Available records:
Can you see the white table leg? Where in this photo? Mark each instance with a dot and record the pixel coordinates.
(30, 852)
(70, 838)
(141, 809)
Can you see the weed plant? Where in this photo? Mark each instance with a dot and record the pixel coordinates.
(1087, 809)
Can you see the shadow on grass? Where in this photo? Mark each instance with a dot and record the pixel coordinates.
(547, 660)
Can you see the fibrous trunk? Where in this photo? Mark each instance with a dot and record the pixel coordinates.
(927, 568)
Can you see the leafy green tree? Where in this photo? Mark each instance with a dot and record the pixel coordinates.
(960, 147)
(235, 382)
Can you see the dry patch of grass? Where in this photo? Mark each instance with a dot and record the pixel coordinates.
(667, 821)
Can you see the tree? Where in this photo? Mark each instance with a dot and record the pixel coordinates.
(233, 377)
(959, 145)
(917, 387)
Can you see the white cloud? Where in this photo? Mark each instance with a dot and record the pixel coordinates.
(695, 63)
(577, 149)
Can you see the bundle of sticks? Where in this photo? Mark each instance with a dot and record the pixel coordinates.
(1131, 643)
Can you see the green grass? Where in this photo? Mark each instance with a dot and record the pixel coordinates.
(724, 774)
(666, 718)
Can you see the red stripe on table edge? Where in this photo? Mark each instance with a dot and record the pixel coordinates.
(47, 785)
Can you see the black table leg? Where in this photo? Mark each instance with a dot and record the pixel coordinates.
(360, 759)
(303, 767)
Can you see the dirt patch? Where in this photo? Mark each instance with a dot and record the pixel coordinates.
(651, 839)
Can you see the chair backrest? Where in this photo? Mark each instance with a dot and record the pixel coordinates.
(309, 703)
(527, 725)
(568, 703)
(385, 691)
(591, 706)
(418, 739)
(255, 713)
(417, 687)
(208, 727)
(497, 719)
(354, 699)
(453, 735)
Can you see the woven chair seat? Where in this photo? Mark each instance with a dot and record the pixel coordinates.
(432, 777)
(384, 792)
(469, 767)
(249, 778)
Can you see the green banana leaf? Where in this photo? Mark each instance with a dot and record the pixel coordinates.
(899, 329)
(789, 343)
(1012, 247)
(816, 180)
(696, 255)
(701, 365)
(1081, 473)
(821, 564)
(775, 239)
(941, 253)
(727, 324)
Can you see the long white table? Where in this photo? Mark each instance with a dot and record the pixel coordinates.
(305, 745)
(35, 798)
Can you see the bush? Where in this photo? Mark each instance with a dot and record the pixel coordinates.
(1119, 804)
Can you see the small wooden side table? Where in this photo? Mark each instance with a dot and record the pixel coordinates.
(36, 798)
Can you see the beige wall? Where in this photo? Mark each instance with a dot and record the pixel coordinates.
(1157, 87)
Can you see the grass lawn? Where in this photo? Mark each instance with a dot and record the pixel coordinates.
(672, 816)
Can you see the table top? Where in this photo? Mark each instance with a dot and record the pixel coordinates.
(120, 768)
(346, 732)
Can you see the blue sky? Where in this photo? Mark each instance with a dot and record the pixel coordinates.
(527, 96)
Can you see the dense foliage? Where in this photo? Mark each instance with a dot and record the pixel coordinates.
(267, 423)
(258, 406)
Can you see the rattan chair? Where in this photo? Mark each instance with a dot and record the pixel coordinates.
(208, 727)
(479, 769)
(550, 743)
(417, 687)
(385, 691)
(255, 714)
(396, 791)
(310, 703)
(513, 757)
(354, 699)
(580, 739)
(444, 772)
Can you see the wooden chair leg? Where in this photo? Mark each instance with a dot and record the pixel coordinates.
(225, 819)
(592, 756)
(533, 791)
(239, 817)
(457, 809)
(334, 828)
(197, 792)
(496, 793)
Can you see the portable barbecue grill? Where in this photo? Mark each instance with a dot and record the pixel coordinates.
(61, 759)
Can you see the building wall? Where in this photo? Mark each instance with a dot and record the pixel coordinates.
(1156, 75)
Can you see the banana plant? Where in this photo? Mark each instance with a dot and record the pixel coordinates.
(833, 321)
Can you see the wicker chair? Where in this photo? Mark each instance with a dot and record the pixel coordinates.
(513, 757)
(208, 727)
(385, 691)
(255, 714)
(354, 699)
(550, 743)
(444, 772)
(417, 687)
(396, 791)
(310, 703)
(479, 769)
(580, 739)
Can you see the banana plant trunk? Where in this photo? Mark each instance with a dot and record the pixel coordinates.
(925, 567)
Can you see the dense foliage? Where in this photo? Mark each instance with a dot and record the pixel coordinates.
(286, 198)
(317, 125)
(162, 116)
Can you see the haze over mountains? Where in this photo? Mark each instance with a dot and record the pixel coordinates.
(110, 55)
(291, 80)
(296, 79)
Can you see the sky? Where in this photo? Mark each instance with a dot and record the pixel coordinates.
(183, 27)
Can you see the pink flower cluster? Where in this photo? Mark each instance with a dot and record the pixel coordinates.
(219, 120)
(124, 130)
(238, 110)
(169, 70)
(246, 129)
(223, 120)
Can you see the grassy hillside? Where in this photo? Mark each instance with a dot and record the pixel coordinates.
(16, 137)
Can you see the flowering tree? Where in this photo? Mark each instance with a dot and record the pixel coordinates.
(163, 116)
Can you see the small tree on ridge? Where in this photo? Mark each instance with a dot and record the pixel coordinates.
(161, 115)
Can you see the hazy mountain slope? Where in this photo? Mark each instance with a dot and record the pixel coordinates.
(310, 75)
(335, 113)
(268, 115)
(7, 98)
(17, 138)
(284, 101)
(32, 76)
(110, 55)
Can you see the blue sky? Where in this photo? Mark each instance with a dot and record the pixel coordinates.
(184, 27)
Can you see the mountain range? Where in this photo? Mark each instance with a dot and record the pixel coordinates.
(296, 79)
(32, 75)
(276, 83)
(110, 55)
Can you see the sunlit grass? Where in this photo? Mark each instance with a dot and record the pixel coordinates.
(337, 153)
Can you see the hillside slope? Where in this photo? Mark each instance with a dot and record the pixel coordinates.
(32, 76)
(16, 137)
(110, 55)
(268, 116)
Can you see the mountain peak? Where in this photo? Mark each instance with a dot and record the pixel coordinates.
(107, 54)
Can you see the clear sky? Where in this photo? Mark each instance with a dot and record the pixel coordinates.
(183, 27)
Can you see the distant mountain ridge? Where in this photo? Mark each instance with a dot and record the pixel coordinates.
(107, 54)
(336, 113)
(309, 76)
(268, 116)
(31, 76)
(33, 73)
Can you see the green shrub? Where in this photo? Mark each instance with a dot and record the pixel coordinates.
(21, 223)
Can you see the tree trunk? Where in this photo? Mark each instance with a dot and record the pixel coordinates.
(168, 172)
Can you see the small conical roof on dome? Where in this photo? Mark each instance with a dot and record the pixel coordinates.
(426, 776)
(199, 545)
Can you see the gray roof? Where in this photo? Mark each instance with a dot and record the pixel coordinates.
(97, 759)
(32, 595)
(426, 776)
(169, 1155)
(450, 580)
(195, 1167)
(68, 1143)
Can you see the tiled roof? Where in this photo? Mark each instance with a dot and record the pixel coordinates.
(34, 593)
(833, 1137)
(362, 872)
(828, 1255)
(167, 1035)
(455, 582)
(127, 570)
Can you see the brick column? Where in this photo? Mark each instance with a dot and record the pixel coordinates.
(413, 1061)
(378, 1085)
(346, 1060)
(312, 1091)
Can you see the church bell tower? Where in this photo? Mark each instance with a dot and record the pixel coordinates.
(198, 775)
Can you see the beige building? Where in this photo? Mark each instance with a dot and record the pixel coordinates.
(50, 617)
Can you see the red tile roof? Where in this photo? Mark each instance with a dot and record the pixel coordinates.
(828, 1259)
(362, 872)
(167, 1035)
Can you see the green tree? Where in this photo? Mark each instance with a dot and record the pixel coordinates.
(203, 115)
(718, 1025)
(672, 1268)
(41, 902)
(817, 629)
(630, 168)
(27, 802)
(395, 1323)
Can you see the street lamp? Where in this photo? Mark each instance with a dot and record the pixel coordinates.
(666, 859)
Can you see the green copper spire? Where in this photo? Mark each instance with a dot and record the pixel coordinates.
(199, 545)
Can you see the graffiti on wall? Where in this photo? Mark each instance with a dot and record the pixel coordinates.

Work request: Exactly as written, give again every line from the one containing "Can you see the green copper" through the last line of the material above, and no other lines.

Task solution:
Can you see the green copper spire? Where in this photo? Mark each instance with a dot and record the pixel coordinates.
(199, 545)
Can you see the graffiti on wall? Where in this photo? Mark each instance with a dot and record the pixel coordinates.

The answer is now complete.